Records contained in a dataset:
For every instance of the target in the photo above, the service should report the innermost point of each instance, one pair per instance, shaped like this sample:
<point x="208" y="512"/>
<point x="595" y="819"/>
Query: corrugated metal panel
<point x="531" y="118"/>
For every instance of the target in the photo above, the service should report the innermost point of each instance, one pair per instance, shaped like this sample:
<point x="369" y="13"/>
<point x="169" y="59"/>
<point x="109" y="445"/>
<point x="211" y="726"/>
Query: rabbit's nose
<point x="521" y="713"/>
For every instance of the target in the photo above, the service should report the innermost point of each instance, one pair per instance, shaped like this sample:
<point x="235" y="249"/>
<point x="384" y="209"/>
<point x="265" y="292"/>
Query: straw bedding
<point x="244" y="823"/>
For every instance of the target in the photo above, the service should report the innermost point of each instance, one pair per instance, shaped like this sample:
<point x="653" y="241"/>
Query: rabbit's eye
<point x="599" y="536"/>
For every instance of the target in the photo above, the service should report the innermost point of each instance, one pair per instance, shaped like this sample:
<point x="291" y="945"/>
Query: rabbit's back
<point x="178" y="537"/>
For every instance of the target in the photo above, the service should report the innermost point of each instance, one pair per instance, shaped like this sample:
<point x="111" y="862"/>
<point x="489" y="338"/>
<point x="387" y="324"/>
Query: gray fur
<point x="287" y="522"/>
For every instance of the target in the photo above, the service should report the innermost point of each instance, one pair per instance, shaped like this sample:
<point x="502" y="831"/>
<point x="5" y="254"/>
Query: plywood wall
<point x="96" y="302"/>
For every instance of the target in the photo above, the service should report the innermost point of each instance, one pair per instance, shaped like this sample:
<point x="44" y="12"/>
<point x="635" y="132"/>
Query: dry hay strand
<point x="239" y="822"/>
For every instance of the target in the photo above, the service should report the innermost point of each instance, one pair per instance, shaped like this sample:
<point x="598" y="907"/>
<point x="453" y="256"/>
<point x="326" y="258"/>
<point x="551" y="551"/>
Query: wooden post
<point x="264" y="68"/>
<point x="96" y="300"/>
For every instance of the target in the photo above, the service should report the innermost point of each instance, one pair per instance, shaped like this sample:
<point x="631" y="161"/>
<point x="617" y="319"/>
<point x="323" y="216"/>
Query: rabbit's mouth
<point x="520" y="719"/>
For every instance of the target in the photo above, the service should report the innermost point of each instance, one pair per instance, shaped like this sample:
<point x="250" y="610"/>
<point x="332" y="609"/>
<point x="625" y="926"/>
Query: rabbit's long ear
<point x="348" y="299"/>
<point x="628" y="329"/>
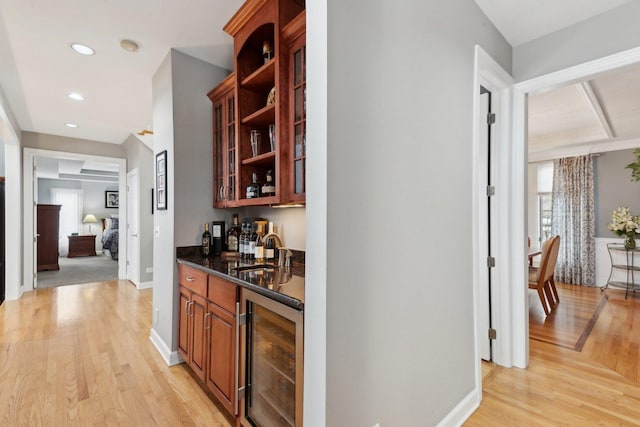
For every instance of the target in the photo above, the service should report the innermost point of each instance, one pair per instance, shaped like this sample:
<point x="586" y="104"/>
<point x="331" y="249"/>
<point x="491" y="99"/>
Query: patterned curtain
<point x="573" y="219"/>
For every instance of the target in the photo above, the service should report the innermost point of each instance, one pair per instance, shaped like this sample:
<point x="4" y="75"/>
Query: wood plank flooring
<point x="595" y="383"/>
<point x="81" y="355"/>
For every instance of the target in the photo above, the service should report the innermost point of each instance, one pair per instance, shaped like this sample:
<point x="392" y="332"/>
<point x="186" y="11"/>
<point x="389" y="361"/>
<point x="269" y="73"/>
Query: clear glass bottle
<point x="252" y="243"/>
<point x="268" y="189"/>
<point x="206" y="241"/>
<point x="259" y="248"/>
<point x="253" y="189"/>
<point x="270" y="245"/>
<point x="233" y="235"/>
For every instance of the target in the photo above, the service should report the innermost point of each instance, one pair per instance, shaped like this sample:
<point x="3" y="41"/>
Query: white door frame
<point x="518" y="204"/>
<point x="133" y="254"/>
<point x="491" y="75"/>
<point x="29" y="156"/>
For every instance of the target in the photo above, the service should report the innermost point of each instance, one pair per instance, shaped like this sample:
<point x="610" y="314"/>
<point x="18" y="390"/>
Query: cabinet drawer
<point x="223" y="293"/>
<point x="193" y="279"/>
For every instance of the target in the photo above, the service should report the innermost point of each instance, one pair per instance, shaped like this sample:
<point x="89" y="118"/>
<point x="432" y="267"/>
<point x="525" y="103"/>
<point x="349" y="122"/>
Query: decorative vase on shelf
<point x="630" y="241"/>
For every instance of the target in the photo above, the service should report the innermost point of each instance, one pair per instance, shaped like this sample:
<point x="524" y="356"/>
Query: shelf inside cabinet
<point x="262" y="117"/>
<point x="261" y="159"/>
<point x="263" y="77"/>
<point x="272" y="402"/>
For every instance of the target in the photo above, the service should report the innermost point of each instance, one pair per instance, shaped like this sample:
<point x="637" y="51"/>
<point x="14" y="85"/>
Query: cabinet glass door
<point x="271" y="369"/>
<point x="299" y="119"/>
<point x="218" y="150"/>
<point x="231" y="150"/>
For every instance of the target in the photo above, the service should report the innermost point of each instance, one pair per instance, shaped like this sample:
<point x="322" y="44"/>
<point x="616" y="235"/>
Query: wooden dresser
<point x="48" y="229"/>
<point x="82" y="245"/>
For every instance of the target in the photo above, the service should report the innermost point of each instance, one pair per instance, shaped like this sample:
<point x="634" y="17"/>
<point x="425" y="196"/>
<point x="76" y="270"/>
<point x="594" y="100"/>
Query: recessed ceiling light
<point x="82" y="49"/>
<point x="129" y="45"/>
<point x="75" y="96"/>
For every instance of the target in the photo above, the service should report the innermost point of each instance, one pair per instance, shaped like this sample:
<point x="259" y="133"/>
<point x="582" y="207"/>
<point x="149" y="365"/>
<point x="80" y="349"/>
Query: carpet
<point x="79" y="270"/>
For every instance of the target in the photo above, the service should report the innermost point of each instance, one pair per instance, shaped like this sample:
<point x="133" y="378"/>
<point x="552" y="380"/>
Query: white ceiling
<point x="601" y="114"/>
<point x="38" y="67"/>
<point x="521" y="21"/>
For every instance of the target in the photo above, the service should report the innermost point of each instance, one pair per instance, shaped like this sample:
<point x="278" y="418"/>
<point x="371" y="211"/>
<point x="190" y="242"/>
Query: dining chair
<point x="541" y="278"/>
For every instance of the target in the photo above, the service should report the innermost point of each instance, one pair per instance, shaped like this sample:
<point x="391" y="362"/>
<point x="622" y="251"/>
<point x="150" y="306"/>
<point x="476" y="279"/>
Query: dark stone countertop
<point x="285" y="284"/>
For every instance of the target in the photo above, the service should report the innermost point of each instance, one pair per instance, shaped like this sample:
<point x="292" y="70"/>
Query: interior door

■ **TASK BRIEF**
Replicate the material above verbatim; images stay out of the copy.

■ **IN RESPONSE**
For every instance of the target in the photo above, the service should report the innermost point of each instance, one pair per instance, shaped like this sample:
<point x="208" y="512"/>
<point x="595" y="819"/>
Query: corrugated metal panel
<point x="531" y="118"/>
For every instance of the target in the photo above, the service should report the innermost point of each instance, one pair per instance, shaped like this sample:
<point x="369" y="13"/>
<point x="169" y="59"/>
<point x="109" y="445"/>
<point x="211" y="726"/>
Query: rabbit's nose
<point x="521" y="713"/>
For every instance of the target in the photo above, the service should report the innermost point of each instance, one pair per instance, shaped like this sample:
<point x="235" y="249"/>
<point x="384" y="209"/>
<point x="265" y="292"/>
Query: straw bedding
<point x="244" y="823"/>
For every instance of the target in the photo above, the service should report the innermost point of each instance, one pair per instance, shaped like this sample:
<point x="653" y="241"/>
Query: rabbit's eye
<point x="599" y="536"/>
For every instance of the target in the photo above, the service should report the innermost point of each instance, one pair per instance, shaped like this sample:
<point x="291" y="945"/>
Query: rabbit's back
<point x="178" y="537"/>
For every instance of the target in the photo above, the service should report the innermost point of each instance, one pair per instance, shaped like this sample:
<point x="111" y="862"/>
<point x="489" y="338"/>
<point x="387" y="324"/>
Query: gray fur
<point x="287" y="522"/>
For every instance of the target in the photo above, the service should report the innermost point of each instance, one pair per instance, shaped like this sample:
<point x="502" y="831"/>
<point x="5" y="254"/>
Query: plywood wall
<point x="96" y="302"/>
For every instance of the target in the photo above, the service should report the innermost point of each instance, one pair per instance, shaped like this sample:
<point x="44" y="12"/>
<point x="635" y="132"/>
Query: dry hay strand
<point x="239" y="822"/>
For every instance of the target in the photo above, the service should report the innermost point of each instance, one pair per instance, shaped like this sample:
<point x="598" y="907"/>
<point x="453" y="256"/>
<point x="326" y="258"/>
<point x="551" y="551"/>
Query: wooden post
<point x="264" y="68"/>
<point x="96" y="300"/>
For every instance of the target in the photo above, the service should report the innermost point of each instance, one pair per instance, shaped like this sample:
<point x="631" y="161"/>
<point x="617" y="319"/>
<point x="323" y="216"/>
Query: rabbit's mouth
<point x="520" y="719"/>
For every instance of the target in the photo above, the service should report the innermost point of each instance, one pair per instance, shaped like this sample:
<point x="250" y="610"/>
<point x="332" y="609"/>
<point x="625" y="926"/>
Query: rabbit's long ear
<point x="348" y="299"/>
<point x="628" y="329"/>
For every instance of the target in the photo above, the service should report the innermost point of each instance, one pair per instance, shaped like this sample:
<point x="586" y="104"/>
<point x="331" y="249"/>
<point x="491" y="99"/>
Query: patterned curtain
<point x="573" y="219"/>
For every instance of the target in the photo above, the service should report the innermost point of each instance, one pair per instance, shaped like this sample:
<point x="4" y="75"/>
Query: wood plank flooring
<point x="595" y="383"/>
<point x="81" y="355"/>
For every instance of the target in the photo above, the service should report the innermost point of each instance, one pair per instance, shaped like this sample:
<point x="392" y="332"/>
<point x="186" y="11"/>
<point x="389" y="361"/>
<point x="269" y="73"/>
Query: clear glass bottle
<point x="252" y="243"/>
<point x="268" y="189"/>
<point x="206" y="241"/>
<point x="259" y="248"/>
<point x="253" y="189"/>
<point x="270" y="245"/>
<point x="233" y="235"/>
For every instance of the target in the photo above, the service should report the innermost point of each instance, one pair per instance, shaped like this sample:
<point x="3" y="41"/>
Query: white door frame
<point x="518" y="204"/>
<point x="133" y="254"/>
<point x="491" y="75"/>
<point x="29" y="156"/>
For every instance of the target in the photo above, the service should report the innermost point of each instance, one pair per instance, shaped like this sample:
<point x="610" y="314"/>
<point x="18" y="390"/>
Query: cabinet drawer
<point x="223" y="293"/>
<point x="193" y="279"/>
For every instance of the target in the photo above, the service should report the innermost point of each instance, one pair per instance, shaped like this sample:
<point x="89" y="118"/>
<point x="432" y="267"/>
<point x="525" y="103"/>
<point x="349" y="122"/>
Query: decorative vase on shelf
<point x="630" y="241"/>
For every instance of the target in the photo above, the service should report the innermost point of each instance, one pair per instance, shaped like this sample:
<point x="524" y="356"/>
Query: shelf inside cabinet
<point x="262" y="117"/>
<point x="261" y="159"/>
<point x="263" y="77"/>
<point x="272" y="402"/>
For every instance of the target in the photo above, the service should report the innermost point of each instance, one pair per instance, shaped like this sample:
<point x="637" y="51"/>
<point x="14" y="85"/>
Query: cabinet glass door
<point x="271" y="369"/>
<point x="299" y="119"/>
<point x="218" y="150"/>
<point x="231" y="150"/>
For every instance of the target in the photo above, the service should report the innermost point of each instance, one pair per instance, shaped like this sample:
<point x="322" y="44"/>
<point x="616" y="235"/>
Query: wooden dresser
<point x="48" y="229"/>
<point x="82" y="245"/>
For every instance of the target in the photo above, the service should report the innermost point of each instance, one pair per instance, shaped like this sample:
<point x="634" y="17"/>
<point x="425" y="196"/>
<point x="76" y="270"/>
<point x="594" y="100"/>
Query: recessed ceiling light
<point x="82" y="49"/>
<point x="129" y="45"/>
<point x="75" y="96"/>
For every instance of the target in the photo above, the service should report the innermost point of each instance, one pair per instance, shaped like this sample:
<point x="259" y="133"/>
<point x="582" y="207"/>
<point x="149" y="365"/>
<point x="80" y="349"/>
Query: carpet
<point x="79" y="270"/>
For every instance of the target in the photo above, the service should report the innermost point of each instance, one pair per instance, shaped like this sample:
<point x="133" y="378"/>
<point x="552" y="380"/>
Query: white ceiling
<point x="601" y="114"/>
<point x="38" y="67"/>
<point x="521" y="21"/>
For every instance of the target in the photo above, the service should report the innermost point of each instance, one pair per instance, shaped like this sample:
<point x="278" y="418"/>
<point x="371" y="211"/>
<point x="190" y="242"/>
Query: dining chair
<point x="541" y="278"/>
For every instance of the target in the photo above, the service should report the innermost point of each instance, one pair per instance, shaped like this sample:
<point x="391" y="362"/>
<point x="622" y="251"/>
<point x="150" y="306"/>
<point x="476" y="279"/>
Query: dark stone countertop
<point x="285" y="284"/>
For every instance of the target in the photo above, the service should report the innermost point of each instance, one pair per instance, shaped like this sample:
<point x="292" y="70"/>
Query: interior door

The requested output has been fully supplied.